[Box-labeled data extracts]

────

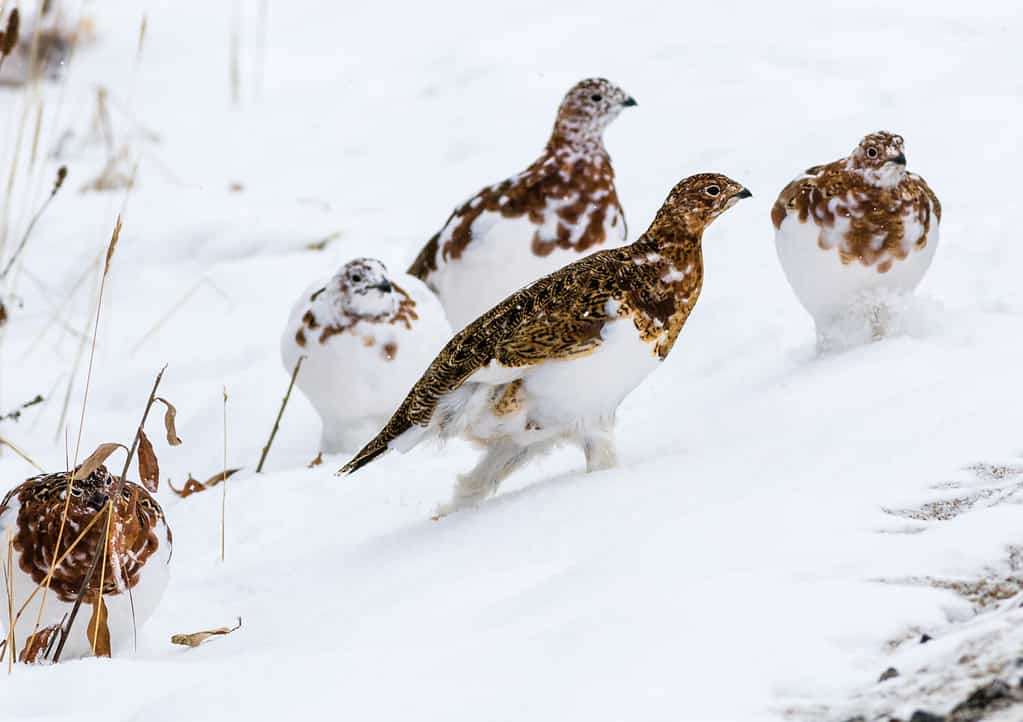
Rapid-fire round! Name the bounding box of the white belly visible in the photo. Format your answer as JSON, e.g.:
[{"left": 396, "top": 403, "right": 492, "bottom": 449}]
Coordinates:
[
  {"left": 774, "top": 208, "right": 938, "bottom": 325},
  {"left": 430, "top": 214, "right": 625, "bottom": 330}
]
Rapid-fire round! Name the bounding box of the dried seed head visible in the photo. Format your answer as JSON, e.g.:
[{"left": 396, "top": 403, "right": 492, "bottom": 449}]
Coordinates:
[
  {"left": 0, "top": 7, "right": 20, "bottom": 55},
  {"left": 103, "top": 213, "right": 121, "bottom": 276}
]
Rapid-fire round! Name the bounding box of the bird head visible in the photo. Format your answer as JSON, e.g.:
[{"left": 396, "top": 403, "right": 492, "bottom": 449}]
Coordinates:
[
  {"left": 846, "top": 131, "right": 905, "bottom": 186},
  {"left": 657, "top": 173, "right": 753, "bottom": 233},
  {"left": 328, "top": 258, "right": 400, "bottom": 318},
  {"left": 554, "top": 78, "right": 636, "bottom": 145}
]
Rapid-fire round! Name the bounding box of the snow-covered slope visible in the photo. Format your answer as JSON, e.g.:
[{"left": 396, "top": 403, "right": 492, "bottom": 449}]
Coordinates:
[{"left": 0, "top": 0, "right": 1023, "bottom": 722}]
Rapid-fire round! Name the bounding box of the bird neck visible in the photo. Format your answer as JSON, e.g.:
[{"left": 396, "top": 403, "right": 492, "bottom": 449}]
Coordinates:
[{"left": 546, "top": 119, "right": 608, "bottom": 156}]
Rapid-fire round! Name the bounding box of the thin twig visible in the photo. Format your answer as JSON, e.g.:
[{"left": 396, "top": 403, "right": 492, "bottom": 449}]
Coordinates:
[
  {"left": 0, "top": 437, "right": 43, "bottom": 473},
  {"left": 53, "top": 366, "right": 167, "bottom": 663},
  {"left": 256, "top": 356, "right": 306, "bottom": 473}
]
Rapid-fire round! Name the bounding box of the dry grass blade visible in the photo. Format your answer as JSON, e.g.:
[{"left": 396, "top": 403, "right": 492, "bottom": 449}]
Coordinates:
[
  {"left": 138, "top": 430, "right": 160, "bottom": 492},
  {"left": 220, "top": 387, "right": 227, "bottom": 561},
  {"left": 17, "top": 624, "right": 60, "bottom": 665},
  {"left": 3, "top": 529, "right": 15, "bottom": 674},
  {"left": 256, "top": 356, "right": 306, "bottom": 473},
  {"left": 87, "top": 591, "right": 110, "bottom": 657},
  {"left": 157, "top": 396, "right": 181, "bottom": 446},
  {"left": 0, "top": 166, "right": 69, "bottom": 280},
  {"left": 71, "top": 442, "right": 128, "bottom": 481},
  {"left": 171, "top": 617, "right": 241, "bottom": 646}
]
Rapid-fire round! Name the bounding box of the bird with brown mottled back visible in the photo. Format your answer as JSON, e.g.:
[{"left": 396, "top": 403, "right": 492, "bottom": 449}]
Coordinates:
[
  {"left": 340, "top": 173, "right": 750, "bottom": 514},
  {"left": 408, "top": 78, "right": 636, "bottom": 328},
  {"left": 771, "top": 131, "right": 941, "bottom": 349},
  {"left": 280, "top": 258, "right": 451, "bottom": 454}
]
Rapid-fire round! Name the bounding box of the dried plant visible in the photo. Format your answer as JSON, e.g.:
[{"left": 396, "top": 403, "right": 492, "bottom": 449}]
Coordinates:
[
  {"left": 0, "top": 7, "right": 20, "bottom": 66},
  {"left": 0, "top": 394, "right": 46, "bottom": 421},
  {"left": 256, "top": 356, "right": 306, "bottom": 473},
  {"left": 0, "top": 166, "right": 68, "bottom": 280},
  {"left": 220, "top": 386, "right": 227, "bottom": 561},
  {"left": 51, "top": 366, "right": 181, "bottom": 662},
  {"left": 171, "top": 617, "right": 241, "bottom": 646}
]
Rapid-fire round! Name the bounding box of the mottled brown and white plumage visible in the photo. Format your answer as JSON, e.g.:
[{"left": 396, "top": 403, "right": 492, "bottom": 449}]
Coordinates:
[
  {"left": 340, "top": 174, "right": 750, "bottom": 513},
  {"left": 408, "top": 78, "right": 636, "bottom": 328},
  {"left": 771, "top": 131, "right": 941, "bottom": 345},
  {"left": 280, "top": 258, "right": 451, "bottom": 453},
  {"left": 0, "top": 465, "right": 172, "bottom": 661}
]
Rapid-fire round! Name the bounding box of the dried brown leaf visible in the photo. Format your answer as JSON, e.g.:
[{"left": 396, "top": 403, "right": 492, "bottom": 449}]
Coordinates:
[
  {"left": 86, "top": 591, "right": 110, "bottom": 657},
  {"left": 157, "top": 396, "right": 181, "bottom": 446},
  {"left": 0, "top": 7, "right": 21, "bottom": 55},
  {"left": 167, "top": 477, "right": 206, "bottom": 498},
  {"left": 17, "top": 624, "right": 60, "bottom": 665},
  {"left": 138, "top": 428, "right": 160, "bottom": 492},
  {"left": 171, "top": 617, "right": 241, "bottom": 646},
  {"left": 72, "top": 442, "right": 128, "bottom": 480},
  {"left": 167, "top": 466, "right": 241, "bottom": 497}
]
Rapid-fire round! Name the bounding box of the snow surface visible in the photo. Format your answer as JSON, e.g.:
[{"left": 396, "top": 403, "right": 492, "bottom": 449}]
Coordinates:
[{"left": 0, "top": 0, "right": 1023, "bottom": 722}]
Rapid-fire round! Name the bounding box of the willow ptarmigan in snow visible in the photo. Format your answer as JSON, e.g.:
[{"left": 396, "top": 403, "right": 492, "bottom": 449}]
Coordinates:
[
  {"left": 771, "top": 132, "right": 941, "bottom": 346},
  {"left": 0, "top": 465, "right": 172, "bottom": 661},
  {"left": 408, "top": 78, "right": 636, "bottom": 328},
  {"left": 280, "top": 259, "right": 451, "bottom": 453},
  {"left": 340, "top": 173, "right": 750, "bottom": 515}
]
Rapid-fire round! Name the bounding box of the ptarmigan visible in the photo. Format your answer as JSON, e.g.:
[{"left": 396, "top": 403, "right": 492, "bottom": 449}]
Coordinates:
[
  {"left": 408, "top": 78, "right": 636, "bottom": 328},
  {"left": 771, "top": 132, "right": 941, "bottom": 348},
  {"left": 280, "top": 259, "right": 451, "bottom": 453},
  {"left": 340, "top": 174, "right": 751, "bottom": 515},
  {"left": 0, "top": 465, "right": 172, "bottom": 662}
]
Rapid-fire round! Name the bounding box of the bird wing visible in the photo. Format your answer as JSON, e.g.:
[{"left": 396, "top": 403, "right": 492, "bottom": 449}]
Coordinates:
[{"left": 339, "top": 249, "right": 621, "bottom": 473}]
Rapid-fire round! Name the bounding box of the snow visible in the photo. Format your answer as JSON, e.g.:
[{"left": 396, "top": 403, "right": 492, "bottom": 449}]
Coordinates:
[{"left": 0, "top": 0, "right": 1023, "bottom": 722}]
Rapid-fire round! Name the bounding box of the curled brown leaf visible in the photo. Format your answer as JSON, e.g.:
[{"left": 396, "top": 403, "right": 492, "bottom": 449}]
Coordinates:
[
  {"left": 157, "top": 396, "right": 181, "bottom": 446},
  {"left": 138, "top": 428, "right": 160, "bottom": 492},
  {"left": 171, "top": 617, "right": 241, "bottom": 646},
  {"left": 0, "top": 7, "right": 21, "bottom": 55},
  {"left": 72, "top": 442, "right": 128, "bottom": 480}
]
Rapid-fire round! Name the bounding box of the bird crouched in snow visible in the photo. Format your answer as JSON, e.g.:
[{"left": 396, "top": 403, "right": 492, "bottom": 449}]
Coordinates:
[
  {"left": 771, "top": 132, "right": 941, "bottom": 348},
  {"left": 408, "top": 78, "right": 636, "bottom": 328},
  {"left": 340, "top": 173, "right": 751, "bottom": 515},
  {"left": 280, "top": 258, "right": 451, "bottom": 453},
  {"left": 0, "top": 465, "right": 172, "bottom": 662}
]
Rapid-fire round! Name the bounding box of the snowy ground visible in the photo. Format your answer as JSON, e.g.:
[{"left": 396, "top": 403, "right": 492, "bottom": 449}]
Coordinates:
[{"left": 0, "top": 0, "right": 1023, "bottom": 722}]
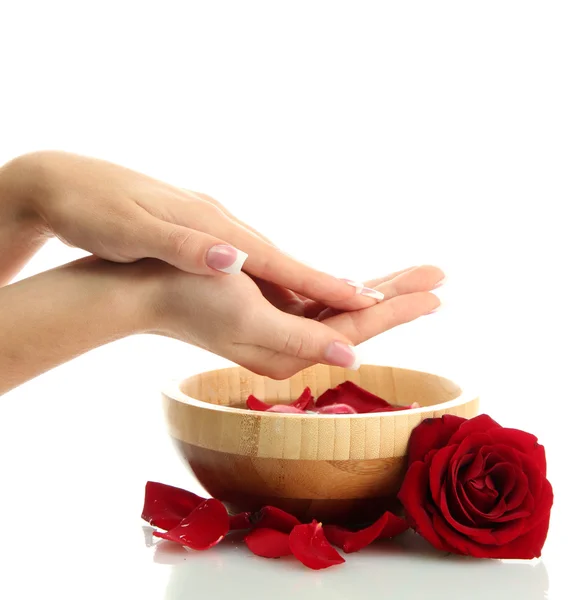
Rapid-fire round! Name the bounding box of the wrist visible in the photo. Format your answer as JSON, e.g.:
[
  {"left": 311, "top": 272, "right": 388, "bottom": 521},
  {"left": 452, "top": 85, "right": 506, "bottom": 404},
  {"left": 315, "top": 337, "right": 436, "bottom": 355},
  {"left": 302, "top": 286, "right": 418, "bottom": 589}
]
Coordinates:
[{"left": 104, "top": 259, "right": 168, "bottom": 335}]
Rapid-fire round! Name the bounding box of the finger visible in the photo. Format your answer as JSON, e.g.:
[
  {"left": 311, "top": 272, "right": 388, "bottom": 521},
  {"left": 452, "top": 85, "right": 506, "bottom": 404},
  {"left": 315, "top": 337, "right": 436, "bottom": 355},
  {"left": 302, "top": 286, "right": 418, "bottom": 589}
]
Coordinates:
[
  {"left": 248, "top": 307, "right": 360, "bottom": 369},
  {"left": 375, "top": 265, "right": 444, "bottom": 301},
  {"left": 181, "top": 192, "right": 378, "bottom": 310},
  {"left": 138, "top": 217, "right": 248, "bottom": 275},
  {"left": 239, "top": 292, "right": 440, "bottom": 379},
  {"left": 365, "top": 265, "right": 418, "bottom": 288},
  {"left": 252, "top": 277, "right": 305, "bottom": 317},
  {"left": 304, "top": 265, "right": 444, "bottom": 321}
]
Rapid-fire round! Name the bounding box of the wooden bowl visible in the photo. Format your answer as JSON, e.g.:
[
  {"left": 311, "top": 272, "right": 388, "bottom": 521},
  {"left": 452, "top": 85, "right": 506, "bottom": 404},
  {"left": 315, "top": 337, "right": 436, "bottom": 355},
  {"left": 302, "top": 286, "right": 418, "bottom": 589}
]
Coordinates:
[{"left": 163, "top": 365, "right": 479, "bottom": 522}]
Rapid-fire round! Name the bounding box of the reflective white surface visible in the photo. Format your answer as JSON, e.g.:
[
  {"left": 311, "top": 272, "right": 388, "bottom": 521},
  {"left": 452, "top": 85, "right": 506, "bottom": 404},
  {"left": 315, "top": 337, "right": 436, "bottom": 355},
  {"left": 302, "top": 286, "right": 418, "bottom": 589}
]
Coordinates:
[{"left": 0, "top": 336, "right": 569, "bottom": 600}]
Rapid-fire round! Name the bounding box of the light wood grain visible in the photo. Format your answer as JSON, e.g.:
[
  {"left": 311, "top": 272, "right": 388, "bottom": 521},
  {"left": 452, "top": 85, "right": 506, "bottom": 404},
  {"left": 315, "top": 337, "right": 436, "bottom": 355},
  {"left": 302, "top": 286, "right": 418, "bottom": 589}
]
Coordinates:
[{"left": 163, "top": 365, "right": 479, "bottom": 520}]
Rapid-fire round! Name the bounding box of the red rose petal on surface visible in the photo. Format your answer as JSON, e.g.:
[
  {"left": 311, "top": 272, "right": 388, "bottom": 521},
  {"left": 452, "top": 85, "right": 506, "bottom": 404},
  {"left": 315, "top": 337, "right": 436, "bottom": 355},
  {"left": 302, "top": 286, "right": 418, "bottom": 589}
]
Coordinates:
[
  {"left": 154, "top": 498, "right": 230, "bottom": 550},
  {"left": 317, "top": 404, "right": 357, "bottom": 415},
  {"left": 230, "top": 513, "right": 252, "bottom": 531},
  {"left": 290, "top": 387, "right": 314, "bottom": 410},
  {"left": 315, "top": 381, "right": 392, "bottom": 413},
  {"left": 246, "top": 396, "right": 272, "bottom": 412},
  {"left": 251, "top": 506, "right": 301, "bottom": 533},
  {"left": 408, "top": 415, "right": 466, "bottom": 465},
  {"left": 266, "top": 404, "right": 305, "bottom": 415},
  {"left": 323, "top": 511, "right": 408, "bottom": 554},
  {"left": 141, "top": 481, "right": 204, "bottom": 529},
  {"left": 244, "top": 527, "right": 292, "bottom": 558},
  {"left": 289, "top": 521, "right": 345, "bottom": 570},
  {"left": 367, "top": 406, "right": 411, "bottom": 414}
]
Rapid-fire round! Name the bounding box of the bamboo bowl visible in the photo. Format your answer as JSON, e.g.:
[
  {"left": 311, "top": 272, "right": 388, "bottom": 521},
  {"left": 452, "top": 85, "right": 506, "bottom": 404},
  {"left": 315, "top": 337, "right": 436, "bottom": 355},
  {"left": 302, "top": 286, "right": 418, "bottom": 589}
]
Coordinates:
[{"left": 163, "top": 365, "right": 479, "bottom": 522}]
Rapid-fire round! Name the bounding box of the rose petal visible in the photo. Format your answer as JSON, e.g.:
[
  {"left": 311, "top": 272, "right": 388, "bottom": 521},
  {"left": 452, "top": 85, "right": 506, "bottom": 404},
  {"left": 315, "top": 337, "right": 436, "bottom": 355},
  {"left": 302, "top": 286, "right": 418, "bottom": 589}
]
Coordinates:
[
  {"left": 449, "top": 415, "right": 502, "bottom": 444},
  {"left": 408, "top": 415, "right": 466, "bottom": 465},
  {"left": 154, "top": 498, "right": 230, "bottom": 550},
  {"left": 317, "top": 404, "right": 357, "bottom": 415},
  {"left": 230, "top": 513, "right": 252, "bottom": 531},
  {"left": 266, "top": 404, "right": 305, "bottom": 415},
  {"left": 290, "top": 387, "right": 315, "bottom": 410},
  {"left": 429, "top": 446, "right": 456, "bottom": 506},
  {"left": 289, "top": 521, "right": 345, "bottom": 570},
  {"left": 434, "top": 504, "right": 549, "bottom": 560},
  {"left": 490, "top": 427, "right": 547, "bottom": 477},
  {"left": 367, "top": 406, "right": 412, "bottom": 414},
  {"left": 323, "top": 511, "right": 408, "bottom": 554},
  {"left": 246, "top": 396, "right": 272, "bottom": 411},
  {"left": 141, "top": 481, "right": 204, "bottom": 529},
  {"left": 251, "top": 506, "right": 301, "bottom": 533},
  {"left": 244, "top": 527, "right": 292, "bottom": 558},
  {"left": 315, "top": 381, "right": 392, "bottom": 413},
  {"left": 398, "top": 461, "right": 449, "bottom": 552}
]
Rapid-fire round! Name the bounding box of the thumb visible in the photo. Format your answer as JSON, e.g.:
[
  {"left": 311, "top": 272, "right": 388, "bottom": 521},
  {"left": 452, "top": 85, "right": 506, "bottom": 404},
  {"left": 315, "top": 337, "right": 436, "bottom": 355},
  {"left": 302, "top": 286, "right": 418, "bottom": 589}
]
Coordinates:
[
  {"left": 253, "top": 310, "right": 361, "bottom": 370},
  {"left": 142, "top": 219, "right": 248, "bottom": 275}
]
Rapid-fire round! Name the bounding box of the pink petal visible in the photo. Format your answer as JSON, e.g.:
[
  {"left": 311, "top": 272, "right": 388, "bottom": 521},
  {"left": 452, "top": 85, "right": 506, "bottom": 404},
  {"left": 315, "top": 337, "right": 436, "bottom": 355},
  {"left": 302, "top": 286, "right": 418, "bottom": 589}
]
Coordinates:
[
  {"left": 266, "top": 404, "right": 305, "bottom": 415},
  {"left": 246, "top": 396, "right": 272, "bottom": 412},
  {"left": 317, "top": 404, "right": 357, "bottom": 415}
]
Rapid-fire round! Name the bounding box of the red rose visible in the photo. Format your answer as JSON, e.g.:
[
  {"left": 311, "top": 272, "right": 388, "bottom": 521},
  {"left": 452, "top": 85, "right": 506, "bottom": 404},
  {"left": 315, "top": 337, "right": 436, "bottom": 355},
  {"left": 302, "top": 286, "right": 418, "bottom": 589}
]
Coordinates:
[{"left": 399, "top": 415, "right": 553, "bottom": 559}]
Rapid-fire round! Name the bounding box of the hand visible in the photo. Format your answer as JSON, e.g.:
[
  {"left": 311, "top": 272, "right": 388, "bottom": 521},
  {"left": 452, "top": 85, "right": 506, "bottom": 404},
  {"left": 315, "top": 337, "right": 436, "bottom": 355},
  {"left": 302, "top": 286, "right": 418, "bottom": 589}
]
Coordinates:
[
  {"left": 135, "top": 261, "right": 443, "bottom": 379},
  {"left": 4, "top": 152, "right": 380, "bottom": 310}
]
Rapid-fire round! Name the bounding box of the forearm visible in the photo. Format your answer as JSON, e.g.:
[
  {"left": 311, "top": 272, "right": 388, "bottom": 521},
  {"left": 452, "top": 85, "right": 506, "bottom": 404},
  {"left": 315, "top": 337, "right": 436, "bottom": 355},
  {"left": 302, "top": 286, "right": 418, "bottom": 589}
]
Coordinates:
[
  {"left": 0, "top": 157, "right": 48, "bottom": 287},
  {"left": 0, "top": 258, "right": 142, "bottom": 394}
]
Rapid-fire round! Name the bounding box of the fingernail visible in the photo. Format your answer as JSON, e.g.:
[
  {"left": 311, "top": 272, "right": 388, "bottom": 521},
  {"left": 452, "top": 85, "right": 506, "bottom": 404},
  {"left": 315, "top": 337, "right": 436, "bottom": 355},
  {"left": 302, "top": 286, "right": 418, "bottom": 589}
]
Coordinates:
[
  {"left": 341, "top": 278, "right": 365, "bottom": 294},
  {"left": 424, "top": 298, "right": 442, "bottom": 317},
  {"left": 361, "top": 288, "right": 385, "bottom": 302},
  {"left": 206, "top": 244, "right": 248, "bottom": 275},
  {"left": 325, "top": 342, "right": 361, "bottom": 371}
]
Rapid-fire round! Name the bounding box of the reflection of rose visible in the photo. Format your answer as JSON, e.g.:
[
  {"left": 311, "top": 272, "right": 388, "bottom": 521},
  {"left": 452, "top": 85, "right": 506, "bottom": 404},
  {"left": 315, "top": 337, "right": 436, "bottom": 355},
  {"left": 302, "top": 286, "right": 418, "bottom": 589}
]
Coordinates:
[{"left": 399, "top": 415, "right": 553, "bottom": 559}]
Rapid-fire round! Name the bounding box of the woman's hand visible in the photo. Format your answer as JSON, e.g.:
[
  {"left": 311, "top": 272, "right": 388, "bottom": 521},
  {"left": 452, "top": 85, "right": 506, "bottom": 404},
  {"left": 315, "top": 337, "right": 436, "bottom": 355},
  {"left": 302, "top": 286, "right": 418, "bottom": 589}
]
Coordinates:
[
  {"left": 139, "top": 261, "right": 444, "bottom": 379},
  {"left": 3, "top": 152, "right": 381, "bottom": 310},
  {"left": 0, "top": 256, "right": 442, "bottom": 394}
]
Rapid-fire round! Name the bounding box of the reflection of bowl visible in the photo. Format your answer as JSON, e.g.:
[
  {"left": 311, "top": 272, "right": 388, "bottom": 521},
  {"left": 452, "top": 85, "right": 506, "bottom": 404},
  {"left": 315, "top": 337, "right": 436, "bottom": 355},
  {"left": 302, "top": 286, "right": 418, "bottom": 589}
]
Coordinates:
[{"left": 163, "top": 365, "right": 478, "bottom": 521}]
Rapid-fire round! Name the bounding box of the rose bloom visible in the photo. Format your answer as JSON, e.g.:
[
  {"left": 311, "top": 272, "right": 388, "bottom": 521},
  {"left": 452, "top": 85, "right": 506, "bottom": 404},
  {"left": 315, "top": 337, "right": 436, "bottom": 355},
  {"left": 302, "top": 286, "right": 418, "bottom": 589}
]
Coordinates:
[{"left": 399, "top": 415, "right": 553, "bottom": 559}]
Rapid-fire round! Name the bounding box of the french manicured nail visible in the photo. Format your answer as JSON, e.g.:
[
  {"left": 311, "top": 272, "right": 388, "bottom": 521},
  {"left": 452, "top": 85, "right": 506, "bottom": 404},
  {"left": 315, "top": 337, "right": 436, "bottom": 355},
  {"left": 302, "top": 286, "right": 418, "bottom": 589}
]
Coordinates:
[
  {"left": 325, "top": 342, "right": 361, "bottom": 371},
  {"left": 424, "top": 300, "right": 442, "bottom": 317},
  {"left": 341, "top": 279, "right": 365, "bottom": 294},
  {"left": 206, "top": 244, "right": 248, "bottom": 275},
  {"left": 361, "top": 288, "right": 385, "bottom": 302}
]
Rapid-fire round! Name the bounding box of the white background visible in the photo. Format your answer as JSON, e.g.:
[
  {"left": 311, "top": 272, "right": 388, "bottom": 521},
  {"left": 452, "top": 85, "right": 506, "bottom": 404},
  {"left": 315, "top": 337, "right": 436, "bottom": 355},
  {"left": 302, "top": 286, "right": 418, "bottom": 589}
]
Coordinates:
[{"left": 0, "top": 0, "right": 571, "bottom": 600}]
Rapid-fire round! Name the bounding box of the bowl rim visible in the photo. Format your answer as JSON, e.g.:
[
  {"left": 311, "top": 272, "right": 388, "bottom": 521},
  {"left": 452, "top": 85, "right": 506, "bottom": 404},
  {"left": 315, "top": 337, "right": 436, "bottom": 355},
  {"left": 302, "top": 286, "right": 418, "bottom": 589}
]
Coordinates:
[{"left": 161, "top": 364, "right": 480, "bottom": 419}]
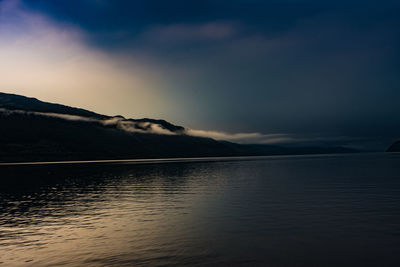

────

### CHALLENGE
Pull out every line above that contains the word "white". Case counts, so match only that exact capitalization.

### SOLUTION TO THIS TASK
Rapid-fire round! Name the bounding box of the white belly visible in the photo. Format your answer as JSON, e.g.:
Rapid-fire round! Name the bounding box of the mottled brown and white plumage visible in the photo. Format your answer as JSON, e.g.:
Rapid-fire round! Name the bounding box of the reflective white surface visible in the photo. Format your answer as JSON, e.g.:
Rapid-fire round! Name the bounding box of the white background visible in the photo. Format your answer as JSON, e.g.:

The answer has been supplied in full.